Contour labeling items
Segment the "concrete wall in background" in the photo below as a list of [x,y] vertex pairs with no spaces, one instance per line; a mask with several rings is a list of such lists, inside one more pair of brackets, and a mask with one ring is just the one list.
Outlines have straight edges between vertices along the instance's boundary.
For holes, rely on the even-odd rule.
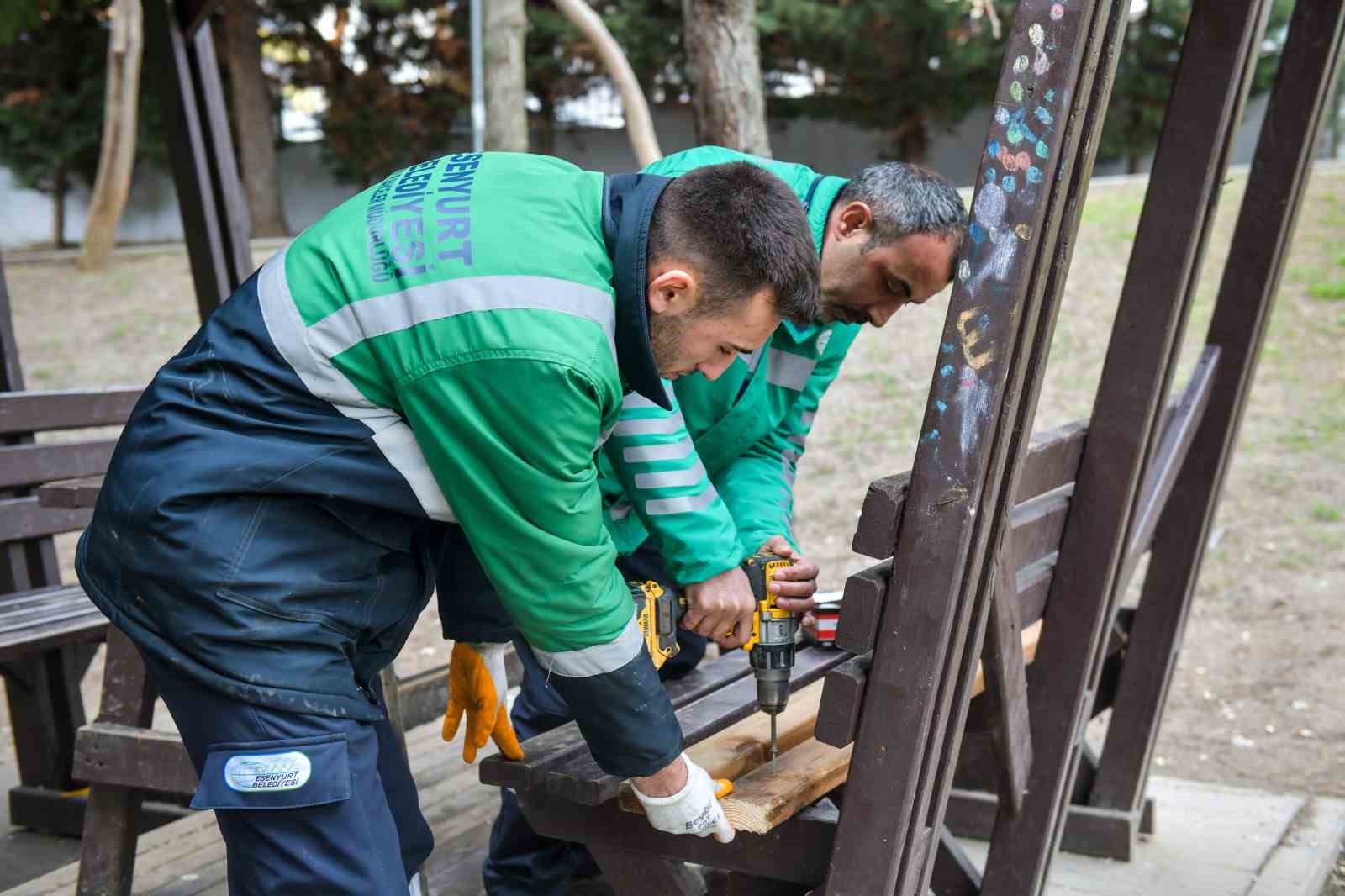
[[[1251,161],[1256,148],[1266,100],[1248,108],[1237,132],[1235,164]],[[967,116],[956,129],[937,133],[929,144],[927,163],[944,172],[958,186],[970,186],[976,176],[989,110]],[[654,125],[663,152],[694,145],[691,113],[686,108],[660,109]],[[468,140],[451,139],[444,152],[465,151]],[[802,161],[827,174],[850,175],[878,159],[882,135],[835,121],[773,121],[771,147],[775,157]],[[358,187],[332,180],[319,157],[317,143],[291,144],[280,153],[285,217],[297,233],[358,192]],[[617,174],[635,170],[635,155],[625,130],[557,129],[554,155],[581,168]],[[1147,163],[1146,163],[1147,168]],[[1124,174],[1123,163],[1098,165],[1096,174]],[[78,242],[87,215],[89,191],[78,188],[66,199],[66,239]],[[176,192],[167,171],[139,167],[126,213],[117,231],[121,242],[168,242],[182,239]],[[51,241],[51,199],[22,190],[9,172],[0,168],[0,249],[16,249]]]

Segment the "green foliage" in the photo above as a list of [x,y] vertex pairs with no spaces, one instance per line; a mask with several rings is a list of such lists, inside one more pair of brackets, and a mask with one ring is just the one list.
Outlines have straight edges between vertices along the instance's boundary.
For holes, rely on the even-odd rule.
[[1328,301],[1340,301],[1345,299],[1345,283],[1319,283],[1307,288],[1307,295],[1314,299],[1326,299]]
[[[1015,7],[995,0],[1005,23]],[[812,96],[773,97],[773,114],[874,128],[888,135],[888,155],[919,160],[935,130],[994,97],[1005,40],[963,0],[761,0],[759,8],[767,71],[824,73]]]
[[[335,11],[334,39],[319,20]],[[471,96],[465,4],[441,0],[269,0],[281,79],[321,86],[323,160],[344,183],[369,186],[448,149]]]
[[[9,4],[7,3],[5,7]],[[74,180],[91,186],[98,172],[106,90],[108,26],[102,4],[46,0],[28,17],[11,16],[0,43],[0,165],[46,194]],[[159,104],[141,79],[137,159],[164,165]]]
[[93,183],[108,30],[82,0],[47,3],[0,47],[0,164],[30,190]]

TASK DETAILS ▸
Output every line of the material above as a Markdown table with the columns Row and Line, numbering the rows and omitting blank lines. Leave the pictures out of the answer.

REPLY ▸
| Row | Line |
|---|---|
| 1 | Segment the "concrete wall in background" in the photo below as a list of [x,y] vertex pairs with no spaces, one instance per line; a mask with several rings is a list of such lists, inside one more pair of brackets, and a mask with one ring is just the one list. |
| 2 | Outlines have straight edges between vertices along the instance's boundary. |
| 3 | For holes, rely on the even-odd rule. |
| 4 | [[[1251,161],[1256,148],[1266,100],[1248,108],[1237,132],[1235,164]],[[967,116],[956,129],[937,133],[929,144],[927,163],[944,172],[958,186],[970,186],[976,176],[989,110]],[[654,125],[663,152],[694,145],[691,113],[686,108],[660,109]],[[468,140],[451,139],[444,152],[465,151]],[[802,161],[827,174],[850,175],[878,159],[882,135],[835,121],[773,121],[771,147],[775,157]],[[358,187],[332,180],[319,157],[317,143],[291,144],[280,153],[285,217],[297,233],[358,192]],[[617,174],[635,170],[635,155],[625,130],[557,129],[554,155],[581,168]],[[1147,163],[1146,163],[1147,168]],[[1124,174],[1123,163],[1098,165],[1096,174]],[[78,242],[87,215],[89,191],[78,188],[66,199],[66,239]],[[176,192],[167,171],[139,167],[126,213],[117,231],[121,242],[168,242],[182,239]],[[51,241],[51,199],[22,190],[9,172],[0,168],[0,249],[16,249]]] |
| 5 | Segment the "green foliage" in the photo above as a list of [x,y] vertex pairs with no spaces, one instance per line; a mask with several rings is a list of such lists, inside one more pair of brackets, and a mask with one ring is just the one list. |
| 6 | Outlines have straight edges between vertices along the instance's boundary. |
| 7 | For holes, rely on the even-odd rule. |
| 8 | [[1328,301],[1340,301],[1345,299],[1345,283],[1319,283],[1307,288],[1307,295],[1314,299],[1326,299]] |
| 9 | [[[1015,7],[995,0],[1005,23]],[[812,96],[773,97],[773,114],[874,128],[888,135],[888,155],[919,160],[935,130],[994,97],[1005,40],[963,0],[761,0],[759,8],[767,71],[824,73]]] |
| 10 | [[[335,11],[334,39],[319,20]],[[471,96],[465,4],[441,0],[269,0],[281,79],[321,86],[323,160],[344,183],[369,186],[448,149]]] |
| 11 | [[[9,4],[7,3],[5,7]],[[74,180],[91,186],[98,172],[106,90],[108,26],[102,4],[46,0],[28,17],[11,16],[0,43],[0,165],[46,194]],[[159,104],[141,79],[137,159],[164,165]]] |
| 12 | [[93,183],[108,30],[82,0],[47,3],[0,47],[0,164],[30,190]] |